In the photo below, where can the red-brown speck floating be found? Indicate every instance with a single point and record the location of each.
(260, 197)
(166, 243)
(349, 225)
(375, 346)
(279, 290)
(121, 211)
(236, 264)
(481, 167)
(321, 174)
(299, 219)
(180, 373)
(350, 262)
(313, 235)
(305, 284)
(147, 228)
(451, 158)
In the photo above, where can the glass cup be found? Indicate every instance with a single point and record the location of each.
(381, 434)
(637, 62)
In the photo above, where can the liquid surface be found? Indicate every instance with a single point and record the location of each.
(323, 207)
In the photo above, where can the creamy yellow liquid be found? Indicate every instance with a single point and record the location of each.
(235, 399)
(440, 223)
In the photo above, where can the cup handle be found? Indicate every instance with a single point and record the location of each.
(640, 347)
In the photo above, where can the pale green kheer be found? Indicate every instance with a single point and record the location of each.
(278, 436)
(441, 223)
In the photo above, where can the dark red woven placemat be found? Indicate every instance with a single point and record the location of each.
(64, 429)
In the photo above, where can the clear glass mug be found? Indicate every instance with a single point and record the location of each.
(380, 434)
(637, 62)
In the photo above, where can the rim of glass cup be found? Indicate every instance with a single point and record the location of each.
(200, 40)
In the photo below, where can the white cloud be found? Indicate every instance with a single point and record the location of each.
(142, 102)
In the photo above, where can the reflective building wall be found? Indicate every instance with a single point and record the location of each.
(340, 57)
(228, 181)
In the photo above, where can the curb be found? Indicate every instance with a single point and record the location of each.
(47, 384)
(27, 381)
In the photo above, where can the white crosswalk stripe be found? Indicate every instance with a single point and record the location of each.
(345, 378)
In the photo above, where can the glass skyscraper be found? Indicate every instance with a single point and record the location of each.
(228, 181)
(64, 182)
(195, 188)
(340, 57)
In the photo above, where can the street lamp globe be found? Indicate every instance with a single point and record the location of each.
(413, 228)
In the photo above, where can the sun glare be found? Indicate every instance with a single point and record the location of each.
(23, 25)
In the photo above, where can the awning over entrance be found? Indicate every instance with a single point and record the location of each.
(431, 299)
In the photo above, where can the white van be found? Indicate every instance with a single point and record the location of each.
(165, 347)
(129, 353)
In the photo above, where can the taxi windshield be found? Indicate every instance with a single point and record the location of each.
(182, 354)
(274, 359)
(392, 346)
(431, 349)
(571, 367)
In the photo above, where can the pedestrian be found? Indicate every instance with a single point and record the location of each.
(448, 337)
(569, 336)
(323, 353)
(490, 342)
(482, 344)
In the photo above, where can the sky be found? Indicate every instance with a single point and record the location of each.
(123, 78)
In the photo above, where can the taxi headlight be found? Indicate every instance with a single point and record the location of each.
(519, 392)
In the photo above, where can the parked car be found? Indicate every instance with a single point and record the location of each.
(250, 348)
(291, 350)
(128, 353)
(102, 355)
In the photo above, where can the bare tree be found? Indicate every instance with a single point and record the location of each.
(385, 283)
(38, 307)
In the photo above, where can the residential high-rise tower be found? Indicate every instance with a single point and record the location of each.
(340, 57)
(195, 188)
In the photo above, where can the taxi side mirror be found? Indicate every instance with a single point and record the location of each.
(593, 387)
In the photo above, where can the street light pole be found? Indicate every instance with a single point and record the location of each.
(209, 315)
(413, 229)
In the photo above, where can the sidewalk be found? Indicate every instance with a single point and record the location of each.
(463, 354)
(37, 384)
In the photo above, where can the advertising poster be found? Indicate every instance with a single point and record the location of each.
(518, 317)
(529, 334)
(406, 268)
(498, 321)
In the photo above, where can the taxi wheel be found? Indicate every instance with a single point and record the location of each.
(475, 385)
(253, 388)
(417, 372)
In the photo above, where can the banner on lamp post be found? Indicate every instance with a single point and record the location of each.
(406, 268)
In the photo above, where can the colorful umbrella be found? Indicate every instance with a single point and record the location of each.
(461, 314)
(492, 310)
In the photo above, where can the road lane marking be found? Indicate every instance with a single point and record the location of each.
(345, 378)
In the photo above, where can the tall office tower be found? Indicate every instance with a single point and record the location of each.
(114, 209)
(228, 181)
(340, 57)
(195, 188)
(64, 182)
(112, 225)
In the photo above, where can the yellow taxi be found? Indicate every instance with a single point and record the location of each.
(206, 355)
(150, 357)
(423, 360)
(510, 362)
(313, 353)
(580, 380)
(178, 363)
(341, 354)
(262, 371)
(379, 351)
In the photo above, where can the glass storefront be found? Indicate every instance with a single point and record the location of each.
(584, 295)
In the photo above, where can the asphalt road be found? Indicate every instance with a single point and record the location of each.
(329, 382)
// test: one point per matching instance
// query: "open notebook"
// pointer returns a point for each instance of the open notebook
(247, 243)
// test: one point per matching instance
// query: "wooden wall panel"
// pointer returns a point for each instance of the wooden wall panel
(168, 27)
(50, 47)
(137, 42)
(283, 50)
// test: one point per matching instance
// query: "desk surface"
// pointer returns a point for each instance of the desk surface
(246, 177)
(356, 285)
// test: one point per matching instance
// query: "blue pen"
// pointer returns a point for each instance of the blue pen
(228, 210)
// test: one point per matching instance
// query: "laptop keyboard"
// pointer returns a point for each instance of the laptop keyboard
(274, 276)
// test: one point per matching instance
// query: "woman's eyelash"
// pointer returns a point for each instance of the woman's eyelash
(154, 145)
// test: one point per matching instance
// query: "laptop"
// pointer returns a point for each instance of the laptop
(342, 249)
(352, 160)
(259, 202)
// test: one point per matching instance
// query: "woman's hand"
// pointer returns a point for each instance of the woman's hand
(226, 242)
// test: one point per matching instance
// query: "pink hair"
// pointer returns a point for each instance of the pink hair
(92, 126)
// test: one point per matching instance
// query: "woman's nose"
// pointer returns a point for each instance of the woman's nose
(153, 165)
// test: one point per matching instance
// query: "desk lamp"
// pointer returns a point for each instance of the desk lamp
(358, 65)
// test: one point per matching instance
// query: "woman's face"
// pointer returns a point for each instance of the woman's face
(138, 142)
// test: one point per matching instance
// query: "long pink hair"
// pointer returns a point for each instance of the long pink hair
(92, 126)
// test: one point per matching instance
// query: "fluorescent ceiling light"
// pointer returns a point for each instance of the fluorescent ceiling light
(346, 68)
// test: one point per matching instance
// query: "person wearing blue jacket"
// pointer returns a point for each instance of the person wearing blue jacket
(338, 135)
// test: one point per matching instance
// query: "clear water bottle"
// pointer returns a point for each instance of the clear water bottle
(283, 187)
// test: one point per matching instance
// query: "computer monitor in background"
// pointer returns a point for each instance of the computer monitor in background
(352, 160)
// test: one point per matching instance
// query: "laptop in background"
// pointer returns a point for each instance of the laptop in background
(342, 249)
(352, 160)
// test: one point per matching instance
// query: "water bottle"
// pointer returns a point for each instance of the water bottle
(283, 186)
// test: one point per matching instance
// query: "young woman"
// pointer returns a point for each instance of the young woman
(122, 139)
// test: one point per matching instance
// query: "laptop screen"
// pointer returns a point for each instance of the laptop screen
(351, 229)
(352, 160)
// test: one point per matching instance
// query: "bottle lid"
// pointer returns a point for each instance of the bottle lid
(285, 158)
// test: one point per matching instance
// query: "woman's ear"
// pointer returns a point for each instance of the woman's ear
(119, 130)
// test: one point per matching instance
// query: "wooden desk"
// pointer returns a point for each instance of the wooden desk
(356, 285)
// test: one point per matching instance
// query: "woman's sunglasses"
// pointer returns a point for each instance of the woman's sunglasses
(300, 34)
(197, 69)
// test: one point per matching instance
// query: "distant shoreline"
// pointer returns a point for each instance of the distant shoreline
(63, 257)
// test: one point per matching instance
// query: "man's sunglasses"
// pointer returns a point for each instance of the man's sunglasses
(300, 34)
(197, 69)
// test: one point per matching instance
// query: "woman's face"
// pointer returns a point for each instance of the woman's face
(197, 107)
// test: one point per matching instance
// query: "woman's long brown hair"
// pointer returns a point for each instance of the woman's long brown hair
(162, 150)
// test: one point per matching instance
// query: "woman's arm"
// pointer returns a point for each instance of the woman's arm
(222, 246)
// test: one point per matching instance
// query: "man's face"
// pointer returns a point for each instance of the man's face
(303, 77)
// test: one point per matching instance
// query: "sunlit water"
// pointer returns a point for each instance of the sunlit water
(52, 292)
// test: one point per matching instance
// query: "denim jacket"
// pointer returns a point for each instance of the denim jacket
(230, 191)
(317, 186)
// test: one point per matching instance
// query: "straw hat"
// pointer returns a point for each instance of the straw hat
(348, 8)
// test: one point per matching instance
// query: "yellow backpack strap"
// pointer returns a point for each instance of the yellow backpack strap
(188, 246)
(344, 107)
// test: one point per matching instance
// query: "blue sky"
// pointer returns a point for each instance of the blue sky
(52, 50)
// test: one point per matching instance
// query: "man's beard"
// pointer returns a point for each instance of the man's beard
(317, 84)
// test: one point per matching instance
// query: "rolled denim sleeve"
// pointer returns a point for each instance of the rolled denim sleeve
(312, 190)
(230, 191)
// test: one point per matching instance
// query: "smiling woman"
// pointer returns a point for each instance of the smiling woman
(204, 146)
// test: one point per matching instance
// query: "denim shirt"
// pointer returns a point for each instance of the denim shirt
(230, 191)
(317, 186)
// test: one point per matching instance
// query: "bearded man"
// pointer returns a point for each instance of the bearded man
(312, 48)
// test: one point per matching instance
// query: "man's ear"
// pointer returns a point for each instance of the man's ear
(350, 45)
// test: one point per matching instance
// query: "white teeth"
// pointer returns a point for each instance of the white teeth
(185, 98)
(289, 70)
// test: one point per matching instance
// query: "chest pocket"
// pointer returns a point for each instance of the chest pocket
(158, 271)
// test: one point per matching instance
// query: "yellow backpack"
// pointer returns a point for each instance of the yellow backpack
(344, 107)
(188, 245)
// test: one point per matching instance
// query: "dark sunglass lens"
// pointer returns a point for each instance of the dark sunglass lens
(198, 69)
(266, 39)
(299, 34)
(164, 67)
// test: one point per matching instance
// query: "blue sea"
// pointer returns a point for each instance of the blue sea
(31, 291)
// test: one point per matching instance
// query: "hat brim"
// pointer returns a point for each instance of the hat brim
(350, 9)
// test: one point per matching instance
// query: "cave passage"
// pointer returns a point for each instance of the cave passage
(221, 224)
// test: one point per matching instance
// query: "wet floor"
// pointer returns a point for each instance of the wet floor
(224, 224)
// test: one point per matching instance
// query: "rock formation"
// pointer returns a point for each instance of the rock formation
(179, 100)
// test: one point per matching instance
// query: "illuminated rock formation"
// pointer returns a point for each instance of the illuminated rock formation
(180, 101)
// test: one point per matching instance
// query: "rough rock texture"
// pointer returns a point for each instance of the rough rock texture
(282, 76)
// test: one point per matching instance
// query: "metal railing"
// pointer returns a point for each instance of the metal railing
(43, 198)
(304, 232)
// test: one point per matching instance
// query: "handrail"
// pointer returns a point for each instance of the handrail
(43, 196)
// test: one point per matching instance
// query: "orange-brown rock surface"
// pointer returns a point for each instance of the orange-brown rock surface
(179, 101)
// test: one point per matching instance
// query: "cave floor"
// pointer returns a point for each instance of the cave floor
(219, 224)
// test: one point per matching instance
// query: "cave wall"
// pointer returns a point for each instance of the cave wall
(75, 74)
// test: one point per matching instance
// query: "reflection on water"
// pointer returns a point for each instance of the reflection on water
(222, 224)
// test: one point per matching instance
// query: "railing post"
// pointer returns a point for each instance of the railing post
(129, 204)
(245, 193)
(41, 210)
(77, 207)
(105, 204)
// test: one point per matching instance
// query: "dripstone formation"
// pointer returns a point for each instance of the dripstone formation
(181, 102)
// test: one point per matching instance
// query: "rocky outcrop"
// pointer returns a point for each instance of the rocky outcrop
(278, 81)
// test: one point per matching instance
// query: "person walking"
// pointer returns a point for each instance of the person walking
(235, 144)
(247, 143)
*-*-*
Task details: Your response should consist solely of the lines from the one containing "the reflection on water" to the end of the entries, both ends included, exactly as they appear.

Answer space:
// pointer returns a point for each instance of the reflection on water
(222, 224)
// test: one point per matching instance
// query: "railing post"
// pointer returns a point for each instance of the railing post
(129, 204)
(245, 193)
(41, 210)
(77, 207)
(105, 204)
// test: one point per matching instance
// query: "dripstone formation"
// pointer returns a point for each instance of the dripstone formation
(181, 102)
// test: one point per matching instance
// query: "rocky outcrop"
// pointer returns a point for each instance of the rocky outcrop
(278, 81)
// test: one point per matching instance
// query: "person walking"
// pointer returns a point for each instance of the person walking
(235, 144)
(247, 143)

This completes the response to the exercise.